Selected excerpt:
== Segment start ==

What is Gluten? | Why so Common? | Why Should I Care? | Am I Sensitive? | My Tests are Negative... | Now What?? | I Feel Worse...WTF? | Cross-Sensitivity | Resources for Gluten-free Living | References
Gluten (from Latin gluten "glue") is a protein found in wheat and related grain species including barley and rye. It gives elasticity to dough, helping it to rise and to keep its shape, and it is what gives bread a chewy texture. Gluten is comprised of two proteins, gliadin and glutenin. All wheat-based bread and pasta products contain gluten, as do foods containing rye, spelt, triticale, faro, and barley. But these are not the only gluten-containing foods. Gluten makes a fabulous stabilizer for other food items such as salad dressing, and is a common “hidden” ingredient in most processed foods.

== Segment end ==

Information supplied:
== Segment start ==

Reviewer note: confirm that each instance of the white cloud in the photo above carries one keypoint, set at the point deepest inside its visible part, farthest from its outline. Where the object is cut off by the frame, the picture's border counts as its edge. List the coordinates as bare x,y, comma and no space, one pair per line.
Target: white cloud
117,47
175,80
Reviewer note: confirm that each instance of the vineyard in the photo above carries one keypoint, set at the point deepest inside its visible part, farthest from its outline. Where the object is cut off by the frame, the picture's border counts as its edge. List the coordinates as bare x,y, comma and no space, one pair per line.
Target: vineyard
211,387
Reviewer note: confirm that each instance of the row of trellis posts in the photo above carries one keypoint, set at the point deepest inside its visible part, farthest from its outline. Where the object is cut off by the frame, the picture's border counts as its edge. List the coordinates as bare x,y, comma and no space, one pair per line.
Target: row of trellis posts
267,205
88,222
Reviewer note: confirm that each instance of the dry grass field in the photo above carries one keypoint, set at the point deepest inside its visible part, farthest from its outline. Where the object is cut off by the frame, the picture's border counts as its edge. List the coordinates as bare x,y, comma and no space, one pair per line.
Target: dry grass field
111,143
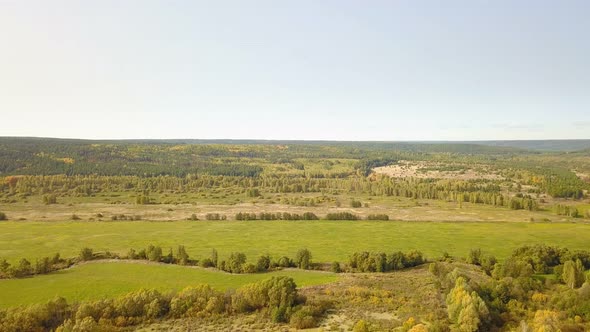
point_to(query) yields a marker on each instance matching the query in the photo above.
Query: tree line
(276, 299)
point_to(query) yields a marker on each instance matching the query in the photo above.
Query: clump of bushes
(25, 268)
(215, 216)
(342, 216)
(380, 262)
(125, 217)
(378, 217)
(276, 216)
(275, 298)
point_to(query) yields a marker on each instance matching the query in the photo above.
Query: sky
(295, 70)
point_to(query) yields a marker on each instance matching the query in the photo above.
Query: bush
(378, 217)
(303, 259)
(86, 254)
(342, 216)
(356, 204)
(336, 267)
(215, 216)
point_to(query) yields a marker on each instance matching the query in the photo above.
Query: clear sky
(304, 69)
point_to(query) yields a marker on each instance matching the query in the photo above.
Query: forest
(210, 207)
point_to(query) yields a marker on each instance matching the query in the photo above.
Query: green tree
(181, 255)
(573, 274)
(86, 254)
(303, 259)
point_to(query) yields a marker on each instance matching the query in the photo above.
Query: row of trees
(381, 262)
(276, 216)
(477, 192)
(275, 298)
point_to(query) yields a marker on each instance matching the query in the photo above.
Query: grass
(95, 281)
(327, 240)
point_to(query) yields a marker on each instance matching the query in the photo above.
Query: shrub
(336, 267)
(355, 204)
(342, 216)
(378, 217)
(303, 259)
(86, 254)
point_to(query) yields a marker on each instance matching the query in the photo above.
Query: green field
(106, 280)
(327, 240)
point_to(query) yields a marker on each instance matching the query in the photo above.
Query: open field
(327, 240)
(183, 206)
(99, 280)
(528, 209)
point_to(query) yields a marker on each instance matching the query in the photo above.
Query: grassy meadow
(328, 240)
(99, 280)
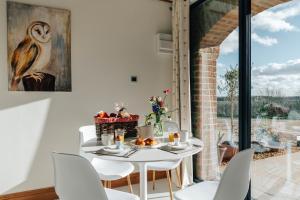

== Segment end ==

What the exercise asks: Reproduce the passage on gluten between "What is Gluten?" and "most processed foods.", inclusive. Rely on the gluten text only, not on the data.

Result for this exercise:
What is Gluten? | Why so Common? | Why Should I Care? | Am I Sensitive? | My Tests are Negative... | Now What?? | I Feel Worse...WTF? | Cross-Sensitivity | Resources for Gluten-free Living | References
Gluten (from Latin gluten "glue") is a protein found in wheat and related grain species including barley and rye. It gives elasticity to dough, helping it to rise and to keep its shape, and it is what gives bread a chewy texture. Gluten is comprised of two proteins, gliadin and glutenin. All wheat-based bread and pasta products contain gluten, as do foods containing rye, spelt, triticale, faro, and barley. But these are not the only gluten-containing foods. Gluten makes a fabulous stabilizer for other food items such as salad dressing, and is a common “hidden” ingredient in most processed foods.